◆ CONSIGNA A ◆
Según el fragmento sobre los padres y la pareja, ¿qué motiva en general el camino de curación emocional?

◆ FRAGMENTO DE PÁGINA ◆
== == ==

Durante la primera etapa de nuestra vida, nuestro niño interior va sintiéndose desvalorizado, humillado, maltratado, rechazado, abandonado y, en definitiva, muy poco querido. Y no tiene tanto que ver con cómo fueron objetivamente nuestros padres, sino con el modo en que los interpretamos de forma subjetiva. De hecho, si seguimos en guerra con ellos es simplemente porque no sabemos cómo estar en paz con nosotros mismos. En eso consiste madurar: en dejar de culpar y de culparnos, tomando las riendas de nuestra vida emocional y espiritual. Y sí, en general este camino de curación emocional viene motivado por una saturación de sufrimiento, el cual es necesario para vencer nuestra resistencia y miedo al cambio.

Para sanar nuestra autoestima, el primer gran aprendizaje vital que podemos realizar a través de nuestros padres consiste en emanciparnos emocionalmente de ellos para ser libres de su influencia psicológica. Al soltar definitivamente la mochila emocional que hemos dejado que cargaran sobre nuestros hombros, logramos por fin empezar a sanar los traumas vinculados con nuestra niñez. Esta sanación deviene cuando comprendemos que hemos tenido los padres que necesitábamos para iniciar un proceso de autoconocimiento que nos permita convertirnos en la mejor versión de nosotros mismos. Para lograrlo hemos de cultivar la compasión y la aceptación, comprendiendo que nuestros padres lo han hecho lo mejor que han sabido.

EL SEGUNDO MAESTRO ESPIRITUAL: LA PAREJA
“La mayoría de parejas están compuestas por dos niños asustados y traumados que esperan mutuamente que el otro les sane sus heridas”.
(Krishnananda)

Todo lo que no resolvemos emocionalmente en relación con nuestros padres lo acabamos atrayendo y proyectando sobre nuestra pareja. En la vida nada sucede por azar o casualidad. Y si no, echemos un rápido vistazo a nuestros ex. ¿Acaso no hemos tropezado con la misma piedra con todos ellos? A menos que nos hayamos emancipado emocionalmente de nuestros padres –sintiendo paz y agradecimiento por las enseñanzas recibidas–, difícilmente sabremos ser felices por nosotros mismos en el momento presente, pudiendo establecer un vínculo sano, libre, amoroso y respetuoso con nuestra pareja.

== == ==

(Listado consecutivo)
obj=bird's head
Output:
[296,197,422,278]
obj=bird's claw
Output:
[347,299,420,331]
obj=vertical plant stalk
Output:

== == ==

◆ CONSIGNA B ◆
Vuelve a escribir todas las líneas del listado anterior sin cambiar nada.

◆ SOLUCIÓN A ◆
Una saturación de sufrimiento.

◆ SOLUCIÓN B ◆
obj=bird's head
Output:
[296,197,422,278]
obj=bird's claw
Output:
[347,299,420,331]
obj=vertical plant stalk
Output:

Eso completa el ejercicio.